● **EXCERPT**
=-=-=-=-=
Haseltine Lake Kempner has operated in China since 2009. To celebrate the tenth anniversary of our Chinese office, we take a quick look at trends in Chinese IP litigation since 2009.

  • The total number of civil disputes involving IP has increased explosively, at an average rate of 25% per year. In 2009, local people's courts admitted 30,626 new civil cases. By 2018 this had grown to an incredible 283,414 new cases admitted.
  • A similar trend is seen in the Supreme People's Court, which admitted 297 IP-related civil cases in 2009 and 913 in 2018, representing an average annual increase of over 12%.
  • The exponential increase in the number of cases admitted does not appear to have overburdened the courts. The numbers of cases closed each year has kept track with cases admitted, growing from 30,509 in 2009 to 273,945 in 2018 in the local people's courts, and 390 to 859 over the same period in the Supreme People's Court.
  • Copyright-related civil disputes comprise the bulk of the civil disputes, with copyright cases making up almost 70% of new civil cases in 2018. Trade mark cases made up 18%, and patent-related disputes 8% of the total.
  • As might be expected, the number of appeals has also grown dramatically, from 5,340 in 2009 to 27,621 in 2018. However, the reversal rate has remained static at around 6% over the period.
  • Civil IP disputes are overwhelmingly between Chinese parties. In 2009, only 1,361 (4.4%) involved a foreign party, and that ratio had fallen to 1.2% by 2016 (the last year for which records are available).
=-=-=-=-=
● **GIVEN ENTRIES**
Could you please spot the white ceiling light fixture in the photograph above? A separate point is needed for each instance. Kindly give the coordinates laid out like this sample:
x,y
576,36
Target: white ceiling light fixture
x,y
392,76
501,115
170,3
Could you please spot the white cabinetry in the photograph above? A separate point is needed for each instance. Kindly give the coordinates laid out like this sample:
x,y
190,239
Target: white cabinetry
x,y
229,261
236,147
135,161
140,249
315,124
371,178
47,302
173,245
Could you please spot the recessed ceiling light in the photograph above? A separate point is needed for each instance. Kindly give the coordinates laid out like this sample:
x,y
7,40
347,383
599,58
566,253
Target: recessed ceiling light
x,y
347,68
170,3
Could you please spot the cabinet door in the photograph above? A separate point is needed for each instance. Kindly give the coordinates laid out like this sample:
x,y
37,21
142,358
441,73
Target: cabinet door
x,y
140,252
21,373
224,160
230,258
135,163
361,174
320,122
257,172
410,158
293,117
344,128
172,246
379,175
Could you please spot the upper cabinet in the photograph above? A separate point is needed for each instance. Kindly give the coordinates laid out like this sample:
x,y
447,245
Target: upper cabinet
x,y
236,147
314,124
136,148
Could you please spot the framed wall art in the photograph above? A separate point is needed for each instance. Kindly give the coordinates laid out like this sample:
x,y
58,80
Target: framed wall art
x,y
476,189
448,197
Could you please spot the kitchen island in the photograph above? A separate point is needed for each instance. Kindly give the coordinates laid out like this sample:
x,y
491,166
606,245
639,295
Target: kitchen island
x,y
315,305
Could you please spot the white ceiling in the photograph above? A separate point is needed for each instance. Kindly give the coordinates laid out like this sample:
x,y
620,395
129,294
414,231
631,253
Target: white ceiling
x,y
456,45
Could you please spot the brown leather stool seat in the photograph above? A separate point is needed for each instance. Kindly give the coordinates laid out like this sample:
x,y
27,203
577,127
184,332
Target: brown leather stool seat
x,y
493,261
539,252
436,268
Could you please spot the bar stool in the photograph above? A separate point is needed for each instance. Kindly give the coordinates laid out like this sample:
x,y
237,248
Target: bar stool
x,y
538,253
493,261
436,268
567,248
=-=-=-=-=
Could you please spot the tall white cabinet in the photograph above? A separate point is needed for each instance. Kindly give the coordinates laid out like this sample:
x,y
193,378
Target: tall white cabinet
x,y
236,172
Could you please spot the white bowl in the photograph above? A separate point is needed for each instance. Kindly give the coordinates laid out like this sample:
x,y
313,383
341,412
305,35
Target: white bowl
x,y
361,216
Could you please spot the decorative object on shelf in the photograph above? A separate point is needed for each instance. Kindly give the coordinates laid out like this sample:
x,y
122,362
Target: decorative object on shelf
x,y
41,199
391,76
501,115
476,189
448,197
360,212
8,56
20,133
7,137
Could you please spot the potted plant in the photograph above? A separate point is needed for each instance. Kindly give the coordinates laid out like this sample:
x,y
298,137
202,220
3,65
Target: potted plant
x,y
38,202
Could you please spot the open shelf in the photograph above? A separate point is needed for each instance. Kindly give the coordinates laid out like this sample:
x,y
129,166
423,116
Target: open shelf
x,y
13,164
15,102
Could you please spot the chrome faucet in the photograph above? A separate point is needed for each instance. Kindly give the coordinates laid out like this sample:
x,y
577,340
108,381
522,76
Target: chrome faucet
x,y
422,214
=-=-=-=-=
● **EXERCISE REQUIREMENTS**
**1.** Answer these questions from the text on Chinese IP litigation, one line each:
(a) Since what year has Haseltine Lake Kempner operated in China?
(b) How many IP-related civil cases did the Supreme People's Court admit in 2018?
(c) What share of new civil cases in 2018 were trade mark cases?
**2.** In the text on Chinese IP litigation, condense the paragraph beginning "The exponential increase in the number of cases admitted" into a shorter version that retains its figures.
**3.** Carry on the text on Chinese IP litigation from its final sentence.
The material has no connection to the text on Chinese IP litigation.

● **ANSWERS BY ITEM NUMBER**
**1.**
(a) 2009
(b) 913
(c) 18%

**2.** The sharp rise in admitted cases has not overburdened the courts. Closures each year kept pace, rising from 30,509 in 2009 to 273,945 in 2018 in the local people's courts and from 390 to 859 in the Supreme People's Court.

**3.**
  • The Chinese courts are also very active in administrative IP matters, reviewing the decisions of bodies responsible for granting and validating IP rights. The number of such matters increased from 2,072 in 2009 to 13,545 in 2018 in the local people's courts, and 54 to 642 over the same period in the People's Supreme Court.
  • Criminal cases involving IP, whilst substantial, are very much smaller in number than civil cases. In 2018 the local people's courts accepted 4,319 IP criminal cases, an increase of only 20% since 2009.
  • There are specialist intellectual property courts in Beijing, Shanghai, and Guangzhou, and intellectual property tribunals in Nanjing, Suzhou, Chengdu, and Wuhan. IP cases can also be heard by the hundreds of local people's courts around the country.
  • Since 2018, there has been a specialist division of the Supreme People's Court – the IP Court – to deal with civil and administrative patent-related appeal cases. Parties can now appeal directly, rather than appealing to local appeal courts.

Over the next 10 years, it will be interesting to see whether exponential growth of the past decade continues, and also whether there is an increasing number of foreign litigants making use of the Chinese courts for IP disputes.